→ **Document extract**

++++++++

# Bulls at 3 Mile Bridge



## Bduv (Nov 20, 2007)

Met Henry this morning at the South side of 3 Mile Bridge. 

I was running late. Henry was already on the water when I got there. 

I decided to try for some live bait with the cast net before heading out to meet him. 3 throws netted +/- 50 finger mullet. So I loaded up and started peddling out to Henry. 

Water was very rough, felt like a washing machine with waves coming from all sides. After about 30 min, I finally made it to him. 

Henry had already hooked & lost 1 Bull Red at boatside before I got there. It was just the beginning... Henry put a finger mullet on a jig head and started casting & trolling just like with a Gulp. I put one on a bottom rig and started heading back twards the bridge. 

A few minutes later I turn around and Henry is bowed up with a nice Red. I headed over to take some pics. 

After seeing that fish, I decided to change my technique as well. I left the bottom rig out, put finger mullet on jig heads on the other 2 rods and started back for the bridge. I could see some bait breaking water up ahead, so I cast into the middle of it. Fish ON...Big Fish On... I'm fighting this one while trying to reel in the other 2 lines... too late. The bottom rig bows over about 30 sec after setting the hook on the 1st fish, then the other rod with the jig/finger mullte bows over as well. I had 3 bulls running 3 different directions and couldnt turn any of them. After 2 - 3 minutes of chaos, the bottom rig snaps off, then a few minutes later the other fish throws the hook. Now I'm down to a manageable fight. It lasted for at least 15 minutes and when I finally got him to the surface, he threw the hook as well. Fun fight, but frustrating to lose him after all of that.

++++++++

→ **Tasks to perform**
**A.** In the fishing report about bull reds at 3 Mile Bridge, how many finger mullet did the three cast-net throws produce?
**B.** Carry the fishing report about bull reds at 3 Mile Bridge forward from its last sentence.
The listing isn't needed for this work.

→ **Dataset content**
++++++++

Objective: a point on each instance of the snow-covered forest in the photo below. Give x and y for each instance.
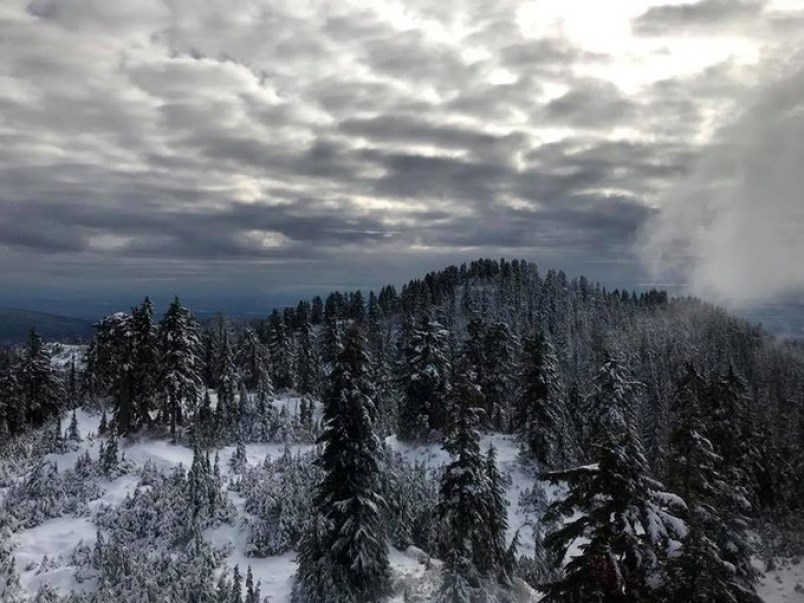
(491, 432)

++++++++

→ **Expected responses**
**A.** Roughly 50 finger mullet.

**B.**
Henry came over to get into the action and after a 10 - 15 minute battle, he boated another fish. I'm starting to get jealous at this point. But it didnt take long to get back into the action. I started heading back twards the bridge when I look at the FF and the screen is Black with fish symbols. I threw out another mullet and as soon as it hit the water it was on again. 10 - 15 minutes later I finally gt him to the yak. 

A little while later, we saw the most amazing thing. Bait started breaking water again all around us and you could see the huge gold backs of the bulls breaking up out of the water chasing the bait. They were all around us. Needless to say, we both hooked up again on the 1st cast. 

The day continued like that for several hours. I think Henry caught 5 - 6 fish. I caught 4 and was broken off by a couple that I couldnt turn. 

Great day on the water, I hope to do it again soon. 

Bryan


----------



## YakAtak (Oct 11, 2007)

Nice fish and nice report Im going out to 3 mile tomorrow for the first time any suggestions on what bait to use and where to fish any info will help alot thanks


----------



## Wharf Rat (Sep 27, 2007)

Dang! I know you had a good time!!!



hb


----------



## lopcalvin (Sep 30, 2007)

Man that must have been pure chaos with 3 Bulls on at once in a yak. Great report and pics! :clap


----------



## JOHNJOHN205 (Oct 2, 2007)

good report


----------



## Bduv (Nov 20, 2007)

JC21,

If you can find the fish, you can throw pretty much anything and they will hit it. Bucktail jigs, swim baits, topwater plugs...The trick is finding the fish when they arent chasing bait at the top.

We just peddled around until we found them on the FF and then started casting. I think we had an advantage being in yaks because we dont have any motor noise to make them scatter.

Good luck out there.

Bryan


----------



## need2fish (Oct 2, 2007)

Great report and pics. I know that must have been chaos with 3 on in a kayak - I had two on in my kayak once out at Navarre pier - can't imagine 3.


----------



## ChrisH2O (Oct 4, 2007)

Very nice...I'm hoping to get out and catch me one from my yak.

Chris


----------



## Linda (Oct 2, 2007)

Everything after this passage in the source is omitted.